> _REQUISITO 1_: Reescreva integralmente o trecho das linhas de dados que abre com a linha que contém «Find the driveway» e fecha no fim dessas linhas, com ambas as extremidades incluídas. Ajuste as coordenadas das respostas somando 145 a cada número.

> _EXCERTO FORNECIDO_:

O Olho do Mundo, primeiro volume de «A Roda do Tempo», série épica de Robert Jordan, foi reeditado em 2019, com tradução de Catarina Rocha Lima. O nome de Robert Jordan destacou-se sobretudo como autor desta série de fantasia épica, cujos vários volumes são bestsellers mundiais, e constitui uma das séries mais importantes na história da fantasia, com mais de 14 milhões de exemplares vendidos só nos Estados Unidos da América. Todos os livros da série atingiram o top de vendas do New York Times.
A saga reparte-se num total de 14 volumes, e tem 80 milhões de exemplares vendidos em todo o mundo. A Bertrand Editora já adquiriu os direitos para os primeiros seis dos 14 volumes que perfazem a série A Roda do Tempo.
A Grande Caçada constitui o segundo volume, publicado apenas meses depois do primeiro. O terceiro volume, O Dragão Renascido, foi publicado em 2020, e o quarto, A Sombra Alastra, publicado em 2021. Os Fogos do Céu, quinto volume, foi lançado em Julho de 2022, e O Senhor do Caos, o sexto volume desta fantasia épica, foi publicado em Março de 2023.
«A Roda do Tempo gira e as eras vêm e vão e deixam recordações que se transformam em lenda. A lenda dissipa-se, torna-se mito, e até o mito é esquecido, muito antes que a era que o fez nascer regresse novamente. Numa era que alguns chamaram a Terceira, uma era que há de vir, uma era que passou há muito, começou a levantar-se um vento nas montanhas da Bruma. Esse vento não foi o início pois não existem princípios nem fins no eterno girar da Roda do Tempo. Mas foi um início.» (p. 19)
A Roda do Tempo representa a segunda série de fantasia de culto mais vendida de sempre (O Senhor dos Anéis continua por destronar), com mais de 80 milhões de exemplares vendidos em todo o mundo, o que talvez se possa alterar nos próximos tempos, com a estreia da segunda temporada de uma série co-produzida pela Amazon Studios e a Sony Pictures. A adaptação da saga, inicialmente prevista para cinema, estreou em exclusivo na Amazon Prime Video, no dia 19 de novembro de 2021. A segunda temporada estreou no dia um de setembro deste ano, e já transmitiu o quarto episódio – são normalmente temporadas com oito episódios, de uma hora cada. O elenco é composto maioritariamente por jovens atores, destacando-se Rosamund Pike no papel da feiticeira Moiraine.
O ano de 2021 é assinalado pela estreia de diversas adaptações de grandes clássicos, não só de fantasia, mas também de ficção científica, como a série Fundação, baseada na trilogia de Isaac Asimov (autor cuja obra tem vindo a ser relançada pela Saída de Emergência), que vai já na segunda temporada, é ainda de assinalar a nova adaptação, agora à série televisiva, de O Senhor dos Anéis, de Tolkien (cuja obra tem igualmente vindo a ser relançada, pela Planeta Editora) – se bem que a ação desta nova desta adaptação remonte a um período muito anterior ao dos livros que deram origem aos filmes de Peter Jackson.

> _REQUISITO 2_: Segundo o texto sobre A Roda do Tempo, em que dia estreou a adaptação da saga na Amazon Prime Video?

> _DADOS EXTRAÍDOS_:
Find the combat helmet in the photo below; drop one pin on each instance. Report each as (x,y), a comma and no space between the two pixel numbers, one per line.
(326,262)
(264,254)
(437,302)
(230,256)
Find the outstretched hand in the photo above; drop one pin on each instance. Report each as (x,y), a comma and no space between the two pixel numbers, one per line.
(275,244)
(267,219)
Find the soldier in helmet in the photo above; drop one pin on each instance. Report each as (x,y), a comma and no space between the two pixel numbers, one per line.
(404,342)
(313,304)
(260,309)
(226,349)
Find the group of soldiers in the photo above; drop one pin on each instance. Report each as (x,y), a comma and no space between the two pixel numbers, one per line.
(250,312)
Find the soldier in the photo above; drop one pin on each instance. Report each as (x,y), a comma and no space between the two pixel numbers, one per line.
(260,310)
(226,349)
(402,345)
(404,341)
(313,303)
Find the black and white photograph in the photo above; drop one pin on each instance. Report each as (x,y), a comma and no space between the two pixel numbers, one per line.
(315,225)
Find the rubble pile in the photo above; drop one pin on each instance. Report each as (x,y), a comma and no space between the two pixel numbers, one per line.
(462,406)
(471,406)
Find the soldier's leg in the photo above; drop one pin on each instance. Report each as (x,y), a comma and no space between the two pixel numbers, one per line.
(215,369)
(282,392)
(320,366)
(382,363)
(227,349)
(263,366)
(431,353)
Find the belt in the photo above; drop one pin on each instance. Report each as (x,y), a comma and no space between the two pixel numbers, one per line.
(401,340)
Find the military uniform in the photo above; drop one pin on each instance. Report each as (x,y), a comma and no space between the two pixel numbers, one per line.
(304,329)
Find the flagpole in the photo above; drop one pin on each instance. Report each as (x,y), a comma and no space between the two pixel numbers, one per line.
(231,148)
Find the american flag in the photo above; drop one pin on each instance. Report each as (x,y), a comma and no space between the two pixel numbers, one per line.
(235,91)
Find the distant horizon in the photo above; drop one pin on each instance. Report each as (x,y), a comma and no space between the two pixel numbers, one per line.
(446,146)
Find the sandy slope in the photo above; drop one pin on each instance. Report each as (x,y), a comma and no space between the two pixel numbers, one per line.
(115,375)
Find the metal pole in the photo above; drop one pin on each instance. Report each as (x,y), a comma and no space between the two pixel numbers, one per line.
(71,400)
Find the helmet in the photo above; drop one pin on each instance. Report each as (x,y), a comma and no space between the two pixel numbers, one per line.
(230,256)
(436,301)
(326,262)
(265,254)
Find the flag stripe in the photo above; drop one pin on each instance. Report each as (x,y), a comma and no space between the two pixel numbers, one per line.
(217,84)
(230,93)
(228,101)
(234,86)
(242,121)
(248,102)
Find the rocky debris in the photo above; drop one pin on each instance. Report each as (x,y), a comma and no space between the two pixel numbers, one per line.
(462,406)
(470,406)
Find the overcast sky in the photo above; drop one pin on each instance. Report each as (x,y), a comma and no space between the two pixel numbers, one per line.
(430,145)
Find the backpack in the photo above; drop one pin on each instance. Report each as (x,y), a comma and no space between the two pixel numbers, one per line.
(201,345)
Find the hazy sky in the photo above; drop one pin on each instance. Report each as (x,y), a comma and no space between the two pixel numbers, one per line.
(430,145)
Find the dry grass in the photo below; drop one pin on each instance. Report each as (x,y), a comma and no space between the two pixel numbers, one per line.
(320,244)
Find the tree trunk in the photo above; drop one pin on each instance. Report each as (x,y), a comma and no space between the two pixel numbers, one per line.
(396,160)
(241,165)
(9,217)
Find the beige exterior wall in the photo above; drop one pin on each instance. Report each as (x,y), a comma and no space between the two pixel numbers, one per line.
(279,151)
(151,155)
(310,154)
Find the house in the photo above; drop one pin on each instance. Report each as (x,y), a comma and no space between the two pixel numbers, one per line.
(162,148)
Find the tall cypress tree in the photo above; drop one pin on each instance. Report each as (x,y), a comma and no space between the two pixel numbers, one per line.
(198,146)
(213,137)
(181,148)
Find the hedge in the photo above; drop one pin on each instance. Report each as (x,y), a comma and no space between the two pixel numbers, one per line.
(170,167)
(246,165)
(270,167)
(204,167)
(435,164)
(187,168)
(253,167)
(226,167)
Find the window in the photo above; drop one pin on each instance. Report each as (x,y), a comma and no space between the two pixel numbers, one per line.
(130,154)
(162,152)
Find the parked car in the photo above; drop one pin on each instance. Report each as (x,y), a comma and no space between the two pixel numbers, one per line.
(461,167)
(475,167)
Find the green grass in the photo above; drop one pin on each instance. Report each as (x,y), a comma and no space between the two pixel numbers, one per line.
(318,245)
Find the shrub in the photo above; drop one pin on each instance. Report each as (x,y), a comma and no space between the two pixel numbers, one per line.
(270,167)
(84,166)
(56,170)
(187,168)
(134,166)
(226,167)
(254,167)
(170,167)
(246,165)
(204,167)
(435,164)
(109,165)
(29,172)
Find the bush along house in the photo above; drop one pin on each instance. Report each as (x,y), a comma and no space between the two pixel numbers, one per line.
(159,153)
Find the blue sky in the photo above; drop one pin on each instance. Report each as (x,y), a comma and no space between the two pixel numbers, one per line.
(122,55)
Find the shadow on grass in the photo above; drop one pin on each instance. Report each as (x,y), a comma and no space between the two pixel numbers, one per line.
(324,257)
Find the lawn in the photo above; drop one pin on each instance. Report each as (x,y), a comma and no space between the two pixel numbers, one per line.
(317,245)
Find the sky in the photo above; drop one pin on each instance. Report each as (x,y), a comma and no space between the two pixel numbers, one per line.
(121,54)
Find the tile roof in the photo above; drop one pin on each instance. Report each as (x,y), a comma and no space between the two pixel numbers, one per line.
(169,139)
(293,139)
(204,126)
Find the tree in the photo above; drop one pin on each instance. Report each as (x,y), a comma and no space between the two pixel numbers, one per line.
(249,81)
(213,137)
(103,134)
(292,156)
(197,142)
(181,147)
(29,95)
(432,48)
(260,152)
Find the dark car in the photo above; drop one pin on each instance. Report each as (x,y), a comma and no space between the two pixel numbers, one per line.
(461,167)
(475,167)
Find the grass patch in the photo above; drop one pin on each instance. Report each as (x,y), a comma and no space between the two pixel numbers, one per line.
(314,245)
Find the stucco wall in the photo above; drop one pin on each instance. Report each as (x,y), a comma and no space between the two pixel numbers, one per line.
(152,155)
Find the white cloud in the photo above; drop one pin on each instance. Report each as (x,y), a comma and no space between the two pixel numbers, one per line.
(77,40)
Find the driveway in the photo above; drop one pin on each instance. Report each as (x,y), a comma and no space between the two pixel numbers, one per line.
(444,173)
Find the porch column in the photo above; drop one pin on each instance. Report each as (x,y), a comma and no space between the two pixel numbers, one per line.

> _RESOLUÇÃO DO PROBLEMA 1_:
Find the driveway in the photo above; drop one pin on each instance. Report each as (x,y), a comma and no space between the two pixel numbers, one per line.
(589,318)
Find the porch column in the photo above; drop one pin on each instance. Report each as (x,y), a comma and no space between the two pixel numbers, one per line.

> _RESOLUÇÃO DO PROBLEMA 2_: A adaptação estreou no dia 19 de novembro de 2021.